- [EXCERPT PROVIDED]
However, official North Korean sources consider October 10, 1945 as the 'Party Foundation Day', citing a founding meeting of the 'North Korea Bureau of the Communist Party of Korea'. Foreign historians, however, dispute that date and claim that the meeting was in fact held on October 13. The party considers itself as a direct continuation of the North Korea Bureau and the Workers Party of North Korea, considering the two congresses of the Workers Party of North Korea as its own. This version of events can be seen as a move to downplay the importance of the communists from South Korea, who were purged in the 1950s.

The first five years of the WPK's rule were dominated by the Korean War. By October 1950 United Nations forces had occupied most of the DPRK and the WPK leadership had to flee to China. Many believe that if it had not been for Chinese intervention, the Korean communists would have been militarily defeated at that point. But in November, Chinese forces entered the war and threw the U.N. forces back, retaking Pyongyang in December and Seoul in January 1951. In March U.N. forces retook Seoul, and the front was stabilised along what eventually became the permanent "Armistice Line" of 1953. The WPK was able to re-establish its rule north of this line.

Factions in the WPK

As the Workers' Party of Korea, and its two founding parties, had emerged through a series of mergers, it contained various competing factions. At the time of its foundation, the party was made up of four factions, the Soviet Koreans faction, the Domestic faction, the Yanan (or Chinese) faction and the Guerrilla faction.

  • The Soviet Koreans, led first by Alexei Ivanovich Hegay and then by Pak Chang Ok were made up of waves of ethnic Koreans who were born or raised in Russia after their families moved there starting in the 1870s. Some of them had returned to Korea covertly as Communist operatives in the twenties and thirties but most were members of the Red Army or civilians who were stationed in North Korea following World War II to help the Red Army establish a Soviet satellite. Many came as translators or as Russian language instructors.

- [RECORD LIST]
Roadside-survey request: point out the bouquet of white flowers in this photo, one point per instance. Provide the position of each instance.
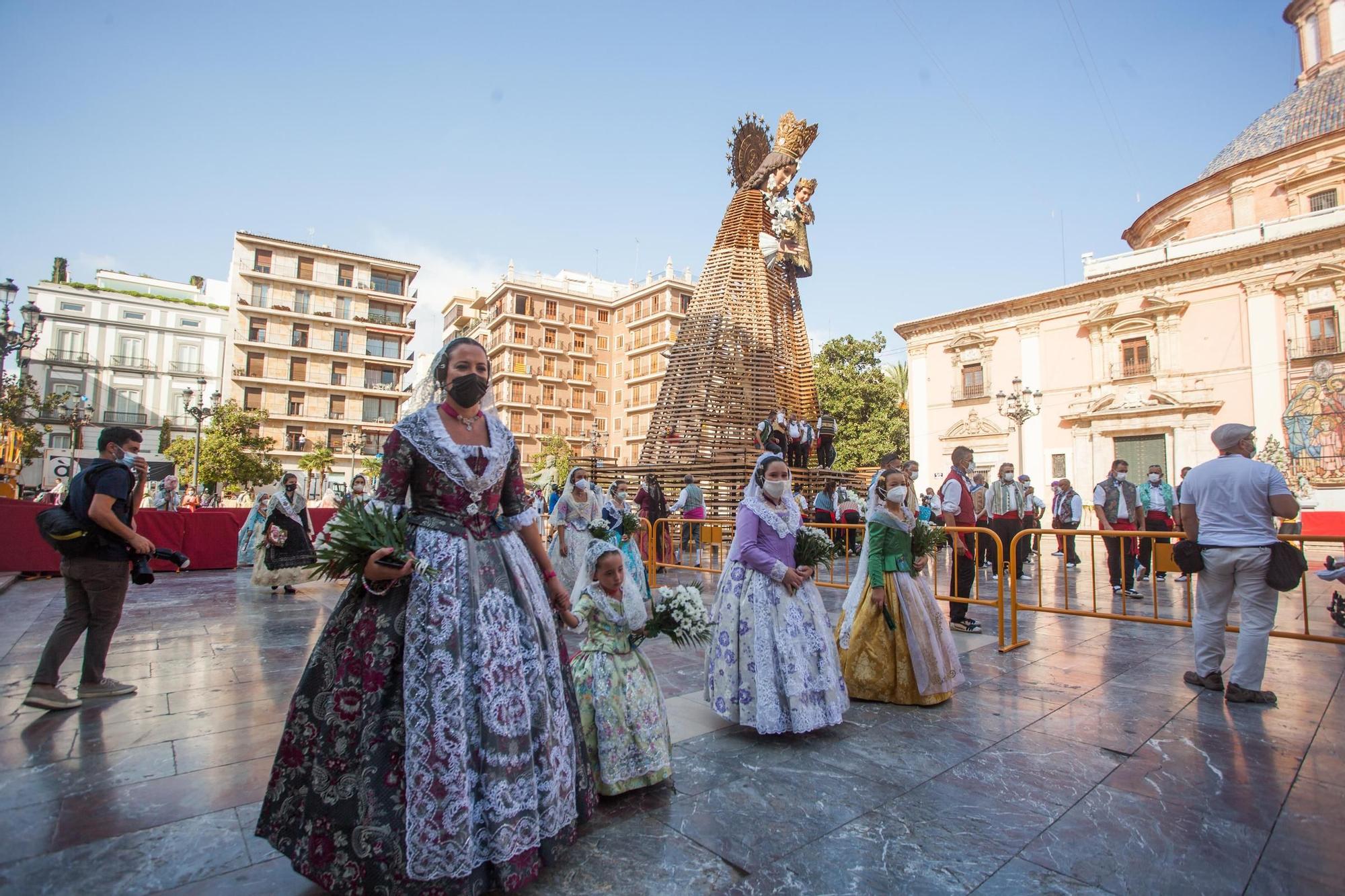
(814, 548)
(357, 530)
(680, 614)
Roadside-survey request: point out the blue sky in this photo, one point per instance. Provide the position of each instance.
(141, 135)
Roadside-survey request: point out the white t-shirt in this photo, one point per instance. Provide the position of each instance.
(1231, 495)
(1101, 498)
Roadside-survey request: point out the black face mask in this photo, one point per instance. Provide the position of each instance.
(469, 389)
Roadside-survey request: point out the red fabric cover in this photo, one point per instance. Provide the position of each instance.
(1323, 522)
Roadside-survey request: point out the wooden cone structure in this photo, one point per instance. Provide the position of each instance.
(742, 353)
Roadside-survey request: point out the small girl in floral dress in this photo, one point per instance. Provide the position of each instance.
(622, 712)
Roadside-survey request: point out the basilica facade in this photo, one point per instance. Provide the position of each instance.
(1227, 309)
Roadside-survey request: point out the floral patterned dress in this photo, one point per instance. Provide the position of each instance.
(626, 728)
(432, 743)
(771, 665)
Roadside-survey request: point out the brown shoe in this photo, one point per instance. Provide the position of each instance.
(1214, 681)
(1237, 694)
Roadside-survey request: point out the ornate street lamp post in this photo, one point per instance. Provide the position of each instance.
(354, 444)
(76, 416)
(200, 413)
(1020, 405)
(13, 341)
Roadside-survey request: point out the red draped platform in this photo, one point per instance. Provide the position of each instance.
(209, 537)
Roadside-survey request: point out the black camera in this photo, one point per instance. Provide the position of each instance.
(141, 572)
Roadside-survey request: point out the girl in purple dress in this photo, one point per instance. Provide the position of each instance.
(773, 663)
(432, 744)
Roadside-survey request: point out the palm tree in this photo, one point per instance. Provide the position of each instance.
(319, 460)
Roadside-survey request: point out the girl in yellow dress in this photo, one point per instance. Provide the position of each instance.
(894, 639)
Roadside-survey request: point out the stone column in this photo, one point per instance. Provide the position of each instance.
(1266, 350)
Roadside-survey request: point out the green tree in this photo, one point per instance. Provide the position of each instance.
(868, 401)
(232, 451)
(318, 462)
(558, 448)
(21, 405)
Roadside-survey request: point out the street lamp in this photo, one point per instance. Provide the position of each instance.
(598, 440)
(354, 444)
(200, 412)
(76, 416)
(1020, 405)
(26, 337)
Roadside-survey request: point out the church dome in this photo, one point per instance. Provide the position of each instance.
(1316, 108)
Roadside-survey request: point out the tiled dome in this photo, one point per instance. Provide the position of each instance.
(1316, 108)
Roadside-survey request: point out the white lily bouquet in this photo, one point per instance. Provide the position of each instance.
(680, 614)
(357, 530)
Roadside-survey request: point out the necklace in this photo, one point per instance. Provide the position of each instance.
(467, 423)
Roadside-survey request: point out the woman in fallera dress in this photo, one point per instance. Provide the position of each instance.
(579, 507)
(907, 654)
(614, 509)
(432, 744)
(286, 564)
(771, 665)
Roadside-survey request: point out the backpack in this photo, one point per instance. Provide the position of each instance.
(72, 533)
(1286, 567)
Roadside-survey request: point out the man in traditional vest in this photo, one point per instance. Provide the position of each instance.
(1117, 506)
(1160, 505)
(956, 501)
(827, 440)
(692, 505)
(1067, 512)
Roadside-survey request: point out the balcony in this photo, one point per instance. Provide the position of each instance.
(289, 270)
(970, 392)
(1137, 368)
(1304, 349)
(131, 362)
(131, 417)
(69, 357)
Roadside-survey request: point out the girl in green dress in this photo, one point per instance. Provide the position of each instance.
(622, 712)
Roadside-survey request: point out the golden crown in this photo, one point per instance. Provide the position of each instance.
(793, 136)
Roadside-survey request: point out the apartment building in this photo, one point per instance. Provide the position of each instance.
(576, 356)
(130, 345)
(321, 338)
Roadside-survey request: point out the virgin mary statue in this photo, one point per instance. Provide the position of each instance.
(743, 350)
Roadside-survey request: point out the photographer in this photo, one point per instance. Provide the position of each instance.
(104, 494)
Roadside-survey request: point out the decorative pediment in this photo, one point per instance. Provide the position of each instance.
(1140, 400)
(974, 425)
(1113, 318)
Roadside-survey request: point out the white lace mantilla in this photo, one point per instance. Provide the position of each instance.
(782, 525)
(426, 431)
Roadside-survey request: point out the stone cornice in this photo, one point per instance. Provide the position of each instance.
(1149, 279)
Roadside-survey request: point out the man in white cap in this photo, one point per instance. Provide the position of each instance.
(1229, 506)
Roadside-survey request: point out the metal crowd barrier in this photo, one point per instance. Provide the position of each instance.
(1161, 563)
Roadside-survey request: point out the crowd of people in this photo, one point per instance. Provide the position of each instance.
(443, 737)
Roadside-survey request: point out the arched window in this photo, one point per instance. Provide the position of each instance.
(1312, 48)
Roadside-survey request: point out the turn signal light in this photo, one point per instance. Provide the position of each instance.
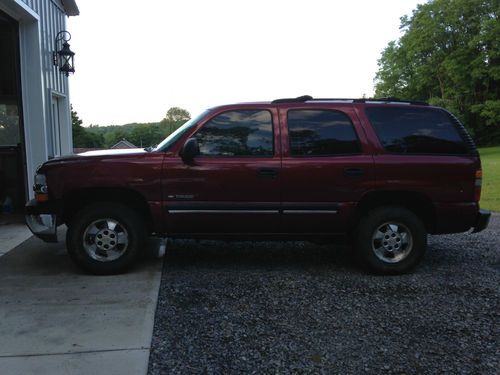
(478, 181)
(41, 197)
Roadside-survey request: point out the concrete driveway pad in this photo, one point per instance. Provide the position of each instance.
(55, 319)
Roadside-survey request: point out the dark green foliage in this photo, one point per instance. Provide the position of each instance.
(449, 55)
(82, 138)
(140, 134)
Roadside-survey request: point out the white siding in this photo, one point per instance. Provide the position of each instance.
(41, 81)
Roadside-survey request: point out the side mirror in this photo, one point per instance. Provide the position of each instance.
(190, 150)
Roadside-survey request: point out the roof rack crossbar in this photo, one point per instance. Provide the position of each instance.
(308, 98)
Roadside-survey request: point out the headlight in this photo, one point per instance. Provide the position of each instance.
(40, 188)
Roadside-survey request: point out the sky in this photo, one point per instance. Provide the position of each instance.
(136, 59)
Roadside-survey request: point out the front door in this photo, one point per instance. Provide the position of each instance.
(233, 186)
(12, 171)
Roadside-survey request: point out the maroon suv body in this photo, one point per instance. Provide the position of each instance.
(388, 172)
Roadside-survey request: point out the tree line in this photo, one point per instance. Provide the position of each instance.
(449, 55)
(140, 134)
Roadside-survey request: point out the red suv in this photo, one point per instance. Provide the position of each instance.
(383, 171)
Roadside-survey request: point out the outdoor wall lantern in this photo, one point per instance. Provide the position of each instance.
(64, 57)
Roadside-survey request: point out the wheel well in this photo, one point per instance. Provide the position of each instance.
(418, 203)
(77, 199)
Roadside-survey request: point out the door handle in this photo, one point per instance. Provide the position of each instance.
(267, 172)
(353, 172)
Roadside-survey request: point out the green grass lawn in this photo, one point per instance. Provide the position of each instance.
(490, 194)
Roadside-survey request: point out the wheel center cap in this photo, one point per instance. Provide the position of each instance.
(106, 239)
(391, 241)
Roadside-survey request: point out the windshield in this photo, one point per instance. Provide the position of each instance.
(173, 137)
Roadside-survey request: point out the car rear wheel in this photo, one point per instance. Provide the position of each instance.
(104, 238)
(390, 240)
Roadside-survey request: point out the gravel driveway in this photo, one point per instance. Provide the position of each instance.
(279, 308)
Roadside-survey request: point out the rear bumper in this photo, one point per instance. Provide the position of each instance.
(41, 218)
(482, 221)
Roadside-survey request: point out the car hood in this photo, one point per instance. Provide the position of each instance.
(113, 152)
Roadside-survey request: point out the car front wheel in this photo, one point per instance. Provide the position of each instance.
(104, 238)
(390, 240)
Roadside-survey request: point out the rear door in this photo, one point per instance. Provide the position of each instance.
(325, 168)
(233, 186)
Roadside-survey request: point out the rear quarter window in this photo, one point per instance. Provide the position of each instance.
(321, 133)
(416, 131)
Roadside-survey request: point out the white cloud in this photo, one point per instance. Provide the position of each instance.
(135, 60)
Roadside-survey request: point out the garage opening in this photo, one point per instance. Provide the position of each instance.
(12, 169)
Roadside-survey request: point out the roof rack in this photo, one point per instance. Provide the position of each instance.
(308, 98)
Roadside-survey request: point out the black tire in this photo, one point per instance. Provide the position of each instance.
(390, 240)
(121, 233)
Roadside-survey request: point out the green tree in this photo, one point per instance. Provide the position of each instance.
(82, 138)
(176, 114)
(145, 135)
(449, 55)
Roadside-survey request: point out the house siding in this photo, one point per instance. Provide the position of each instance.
(45, 90)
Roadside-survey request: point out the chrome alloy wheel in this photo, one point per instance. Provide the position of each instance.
(392, 242)
(105, 240)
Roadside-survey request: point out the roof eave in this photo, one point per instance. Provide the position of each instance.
(71, 8)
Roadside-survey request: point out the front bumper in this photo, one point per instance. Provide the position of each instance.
(482, 221)
(41, 218)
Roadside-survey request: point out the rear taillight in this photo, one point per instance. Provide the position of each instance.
(478, 181)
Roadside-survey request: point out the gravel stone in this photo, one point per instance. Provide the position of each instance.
(301, 308)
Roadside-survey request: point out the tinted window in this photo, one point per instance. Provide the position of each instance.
(237, 133)
(321, 132)
(416, 130)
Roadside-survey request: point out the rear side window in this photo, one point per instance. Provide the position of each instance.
(237, 133)
(416, 131)
(321, 133)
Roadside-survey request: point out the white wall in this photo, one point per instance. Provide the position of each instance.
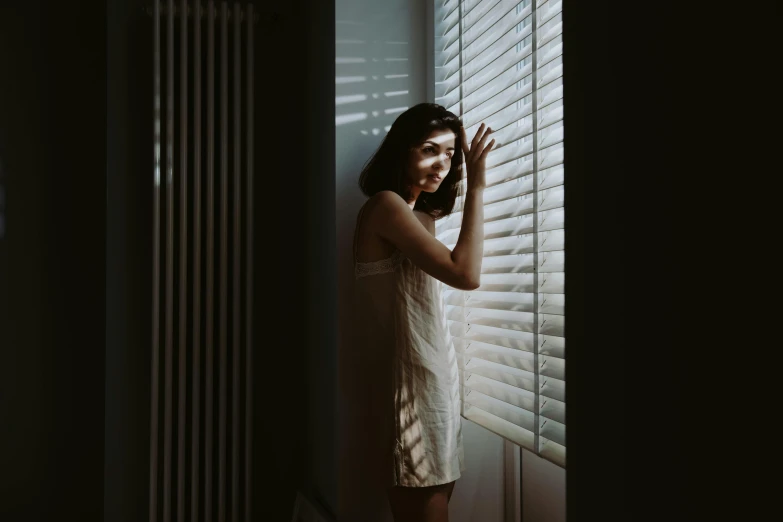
(368, 33)
(479, 494)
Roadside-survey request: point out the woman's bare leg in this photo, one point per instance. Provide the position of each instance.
(430, 504)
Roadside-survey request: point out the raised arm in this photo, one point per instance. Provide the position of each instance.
(461, 267)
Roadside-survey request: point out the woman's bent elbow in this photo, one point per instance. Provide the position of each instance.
(469, 283)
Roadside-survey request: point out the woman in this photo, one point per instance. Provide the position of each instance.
(405, 364)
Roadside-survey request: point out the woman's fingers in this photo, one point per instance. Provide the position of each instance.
(480, 146)
(487, 149)
(464, 140)
(477, 137)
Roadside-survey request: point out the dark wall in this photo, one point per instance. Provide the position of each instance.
(52, 320)
(622, 364)
(128, 142)
(294, 281)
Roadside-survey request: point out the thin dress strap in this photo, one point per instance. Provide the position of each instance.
(356, 231)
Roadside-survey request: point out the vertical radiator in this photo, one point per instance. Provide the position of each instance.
(202, 381)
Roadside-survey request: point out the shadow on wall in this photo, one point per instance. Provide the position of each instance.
(379, 74)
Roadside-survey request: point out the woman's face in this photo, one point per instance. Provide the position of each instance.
(430, 161)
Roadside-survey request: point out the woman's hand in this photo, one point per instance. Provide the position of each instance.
(476, 156)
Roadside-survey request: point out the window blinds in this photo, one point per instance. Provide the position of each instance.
(500, 62)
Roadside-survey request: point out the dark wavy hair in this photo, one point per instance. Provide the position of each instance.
(385, 170)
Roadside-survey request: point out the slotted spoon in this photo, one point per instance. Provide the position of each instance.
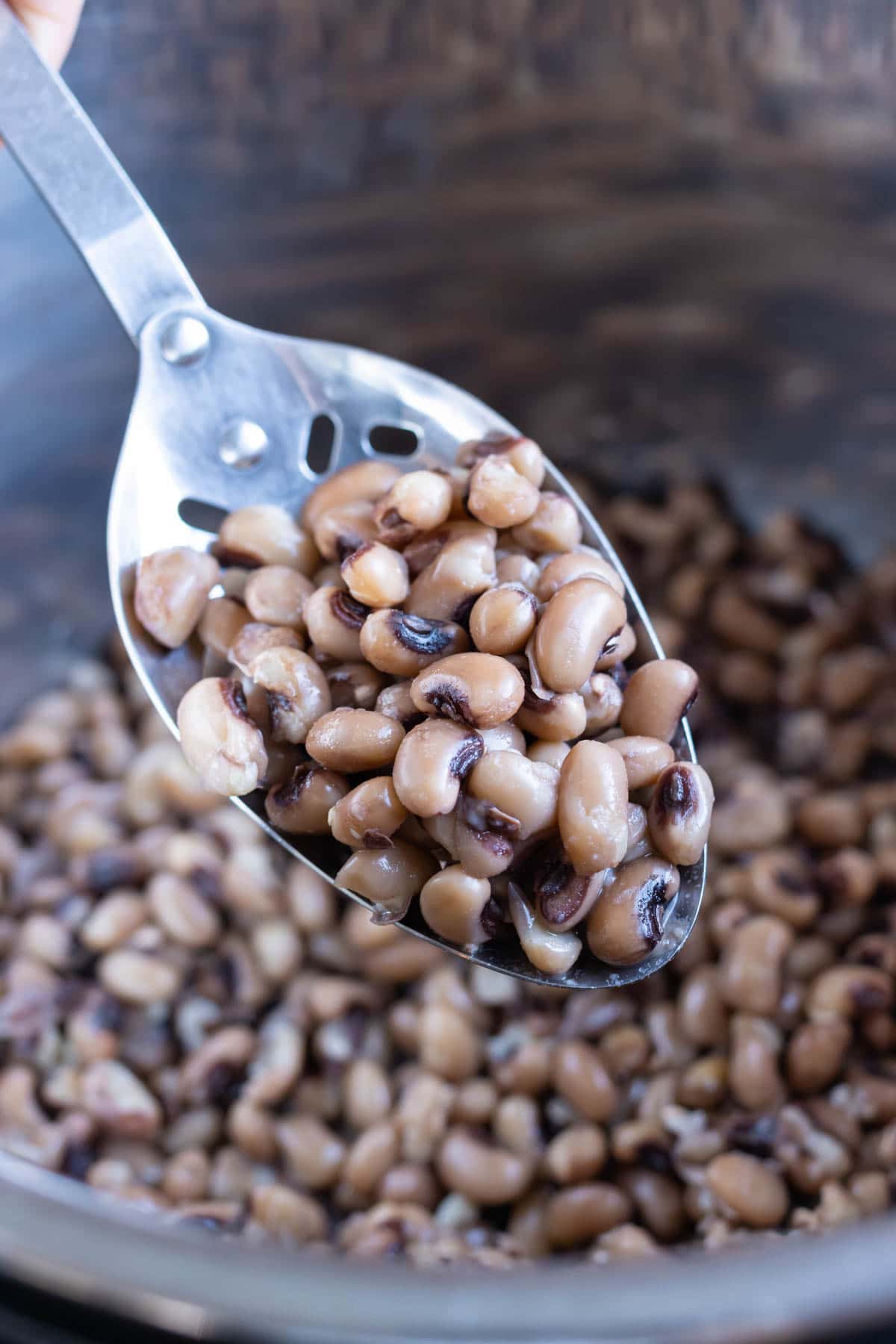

- [WHAT YOU HAVE TO DO]
Reproduce word for word the part of the passage on the Workers' Party of Korea starting at "Factions in the" and ending at "the Guerrilla faction.".

- [REPLY]
Factions in the WPK

As the Workers' Party of Korea, and its two founding parties, had emerged through a series of mergers, it contained various competing factions. At the time of its foundation, the party was made up of four factions, the Soviet Koreans faction, the Domestic faction, the Yanan (or Chinese) faction and the Guerrilla faction.